** Opening MATERIAL SUPPLIED block **

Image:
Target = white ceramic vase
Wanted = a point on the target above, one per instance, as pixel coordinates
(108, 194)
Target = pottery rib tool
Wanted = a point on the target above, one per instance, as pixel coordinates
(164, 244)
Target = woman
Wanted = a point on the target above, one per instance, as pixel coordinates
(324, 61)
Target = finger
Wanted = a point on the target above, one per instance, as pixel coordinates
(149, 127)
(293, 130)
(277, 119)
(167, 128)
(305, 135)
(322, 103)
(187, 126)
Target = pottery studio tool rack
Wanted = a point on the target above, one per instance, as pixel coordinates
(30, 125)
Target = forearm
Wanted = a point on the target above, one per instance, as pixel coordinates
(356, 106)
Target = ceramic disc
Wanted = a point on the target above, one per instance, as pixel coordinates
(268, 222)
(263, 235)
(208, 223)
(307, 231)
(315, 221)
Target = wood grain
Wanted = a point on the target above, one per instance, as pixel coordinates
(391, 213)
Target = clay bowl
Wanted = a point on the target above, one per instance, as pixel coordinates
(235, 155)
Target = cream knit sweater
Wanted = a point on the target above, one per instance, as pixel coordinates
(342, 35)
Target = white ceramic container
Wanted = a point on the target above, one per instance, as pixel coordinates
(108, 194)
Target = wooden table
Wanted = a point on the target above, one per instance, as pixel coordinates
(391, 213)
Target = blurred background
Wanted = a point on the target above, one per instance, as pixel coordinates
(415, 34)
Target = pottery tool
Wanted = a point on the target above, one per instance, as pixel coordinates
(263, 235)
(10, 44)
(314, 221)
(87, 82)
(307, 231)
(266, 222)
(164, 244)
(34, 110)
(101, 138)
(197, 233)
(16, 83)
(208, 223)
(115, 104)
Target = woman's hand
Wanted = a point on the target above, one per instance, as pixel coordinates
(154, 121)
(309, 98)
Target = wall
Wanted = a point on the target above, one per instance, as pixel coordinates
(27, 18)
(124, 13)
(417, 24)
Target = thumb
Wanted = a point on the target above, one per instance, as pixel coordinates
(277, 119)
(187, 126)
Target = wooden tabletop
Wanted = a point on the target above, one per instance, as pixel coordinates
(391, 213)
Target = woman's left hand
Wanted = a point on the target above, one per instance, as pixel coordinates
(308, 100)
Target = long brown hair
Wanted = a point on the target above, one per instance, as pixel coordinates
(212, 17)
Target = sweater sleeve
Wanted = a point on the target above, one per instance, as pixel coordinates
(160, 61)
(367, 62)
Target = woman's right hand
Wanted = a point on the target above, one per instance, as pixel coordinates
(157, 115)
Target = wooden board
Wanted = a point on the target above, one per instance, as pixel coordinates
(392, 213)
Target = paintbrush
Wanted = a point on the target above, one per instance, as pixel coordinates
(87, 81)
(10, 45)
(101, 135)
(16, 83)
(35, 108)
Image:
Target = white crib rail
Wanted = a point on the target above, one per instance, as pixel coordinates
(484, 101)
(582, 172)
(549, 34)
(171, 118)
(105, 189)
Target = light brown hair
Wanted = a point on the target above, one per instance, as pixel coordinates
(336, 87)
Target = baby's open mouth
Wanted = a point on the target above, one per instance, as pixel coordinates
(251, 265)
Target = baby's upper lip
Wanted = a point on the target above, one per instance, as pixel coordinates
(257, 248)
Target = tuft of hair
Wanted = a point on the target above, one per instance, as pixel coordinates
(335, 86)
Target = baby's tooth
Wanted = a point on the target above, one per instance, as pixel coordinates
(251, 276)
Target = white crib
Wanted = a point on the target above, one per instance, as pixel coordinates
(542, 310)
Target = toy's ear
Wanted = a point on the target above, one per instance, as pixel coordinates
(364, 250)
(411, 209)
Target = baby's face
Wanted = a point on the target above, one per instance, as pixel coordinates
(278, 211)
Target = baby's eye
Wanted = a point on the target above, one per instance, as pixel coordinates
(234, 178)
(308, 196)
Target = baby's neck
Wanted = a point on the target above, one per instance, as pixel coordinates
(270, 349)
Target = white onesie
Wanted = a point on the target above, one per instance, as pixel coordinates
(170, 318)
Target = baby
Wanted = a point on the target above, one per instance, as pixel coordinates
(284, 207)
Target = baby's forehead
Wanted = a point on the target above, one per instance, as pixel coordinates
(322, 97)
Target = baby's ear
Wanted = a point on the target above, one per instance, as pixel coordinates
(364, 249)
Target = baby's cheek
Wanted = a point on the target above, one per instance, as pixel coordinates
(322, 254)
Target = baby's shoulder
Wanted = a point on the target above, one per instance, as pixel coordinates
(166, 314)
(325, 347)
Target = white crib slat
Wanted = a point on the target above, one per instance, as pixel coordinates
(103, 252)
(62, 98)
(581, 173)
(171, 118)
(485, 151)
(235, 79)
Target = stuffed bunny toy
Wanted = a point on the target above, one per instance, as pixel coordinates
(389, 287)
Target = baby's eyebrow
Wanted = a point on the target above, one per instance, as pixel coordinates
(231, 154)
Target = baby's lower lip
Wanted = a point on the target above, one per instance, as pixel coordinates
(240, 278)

** Closing MATERIAL SUPPLIED block **

The full set of entries above has to be restated exactly.

◆ RESULT OF THIS EXERCISE ◆
Image:
Target = white ceramic vase
Wanted = a point on the target above, one per instance, as pixel coordinates
(108, 194)
Target = pottery rib tool
Wanted = a point on the target above, one per instance, as pixel coordinates
(164, 244)
Target = woman
Wanted = a point on the target above, one per instance, as pixel coordinates
(324, 61)
Target = finger
Wanted = a point on the target above, one per instance, as pixel coordinates
(149, 127)
(293, 130)
(277, 119)
(167, 128)
(305, 135)
(322, 103)
(187, 126)
Target = pottery studio tool rack
Wanted = a point on the target above, one per instance, as pixel coordinates
(30, 125)
Target = forearm
Wanted = a point on the target above, one per instance, as pixel coordinates
(356, 106)
Target = ceramic disc
Wanted = a point on the target above, one per instance, as pixel coordinates
(268, 222)
(263, 235)
(208, 223)
(307, 231)
(315, 221)
Target = wood grain
Wanted = a point on the target above, one per instance, as pixel coordinates
(391, 213)
Target = clay bowl
Wanted = a point on the target above, one per instance, as pixel coordinates
(235, 155)
Target = cream knit sweater
Wanted = a point on the target above, one per instance, as pixel coordinates
(342, 35)
Target = white ceramic container
Wanted = a point on the target above, one per instance, as pixel coordinates
(108, 194)
Target = wooden table
Wanted = a point on the target above, one per instance, as pixel coordinates
(391, 213)
Target = blurred background
Wanted = a point on the target above, one per instance, as pixel coordinates
(415, 34)
Target = pottery tool
Wanted = a point on the target above, one per instance, as pixel coordinates
(263, 235)
(10, 44)
(314, 221)
(87, 82)
(307, 231)
(266, 222)
(164, 244)
(34, 110)
(101, 138)
(197, 233)
(16, 83)
(208, 223)
(115, 104)
Target = woman's hand
Wanted = a point on the target above, one per instance, as pixel coordinates
(154, 121)
(309, 98)
Target = wall
Wanted = a point on the target above, one per instance, as pixel coordinates
(27, 18)
(124, 13)
(417, 24)
Target = thumb
Wanted = a point on the target above, one per instance, as pixel coordinates
(277, 119)
(187, 126)
Target = wooden tabletop
Wanted = a point on the target above, one per instance, as pixel coordinates
(391, 213)
Target = woman's left hand
Wanted = a point on the target above, one per instance, as pixel coordinates
(308, 100)
Target = long brown hair
Wanted = a point on the target above, one per instance, as pixel coordinates
(212, 17)
Target = sweater sleeve
Wanted = a point on the target above, one per instance, as pixel coordinates
(160, 61)
(367, 62)
Target = woman's right hand
Wanted = a point on the target above, one per instance, as pixel coordinates
(157, 115)
Target = wooden board
Wanted = a point on the target above, one per instance, as pixel coordinates
(392, 213)
Target = paintbrush
Wanted = a point on the target above, one per instance, as pixel coordinates
(87, 81)
(10, 45)
(101, 135)
(16, 83)
(35, 108)
Image:
Target = white crib rail
Wanted = a point on the target above, one per instance, as pixel coordinates
(484, 101)
(582, 172)
(549, 34)
(171, 118)
(105, 189)
Target = light brown hair
Wanted = a point on the target above, one per instance, as pixel coordinates
(336, 87)
Target = baby's open mouth
Wanted = a point on the target above, one per instance, as pixel coordinates
(251, 265)
Target = baby's upper lip
Wanted = a point on the target above, one per instance, as pixel coordinates
(257, 248)
Target = tuft of hair
Wanted = a point on the target above, one per instance, as pixel coordinates
(335, 86)
Target = baby's tooth
Wanted = a point on the target above, one per instance, as pixel coordinates
(251, 276)
Target = white crib
Wanted = a point on the target above, one per instance, as pixel coordinates
(542, 310)
Target = toy's ear
Wanted = a point on the target above, one per instance, as pixel coordinates
(364, 250)
(411, 209)
Target = baby's face
Wanted = a point on the target above, one per instance, as pixel coordinates
(278, 211)
Target = baby's eye
Wanted = a point on the target above, one per instance, as pixel coordinates
(234, 178)
(308, 196)
Target = baby's neck
Wanted = a point on the target above, one per instance, as pixel coordinates
(270, 349)
Target = white onesie
Wanted = a point on the target above, one per instance, as pixel coordinates
(170, 318)
Target = baby
Wanted = a point on the target above, one per instance, as pixel coordinates
(284, 207)
Target = baby's forehead
Wanted = a point on the target above, one per instance, as pixel coordinates
(322, 97)
Target = baby's ear
Wanted = a point on the target above, one per instance, as pixel coordinates
(364, 249)
Target = baby's cheek
Wanted = a point on the target above, one per instance, as pixel coordinates
(322, 254)
Target = baby's shoulder
Wanted = a point on the target above, one per instance, as pixel coordinates
(166, 314)
(325, 347)
Target = white crib slat
Wanted = a point on the target above, one per instance, as pixel coordinates
(103, 252)
(62, 98)
(581, 173)
(171, 118)
(485, 151)
(235, 79)
Target = stuffed bunny toy
Wanted = a point on the target above, one per instance, as pixel coordinates
(389, 287)
Target = baby's eyebrow
Wanted = a point on the target above, one per instance, as pixel coordinates
(231, 154)
Target = baby's lower lip
Wanted = a point on the target above, one per instance, as pixel coordinates
(240, 278)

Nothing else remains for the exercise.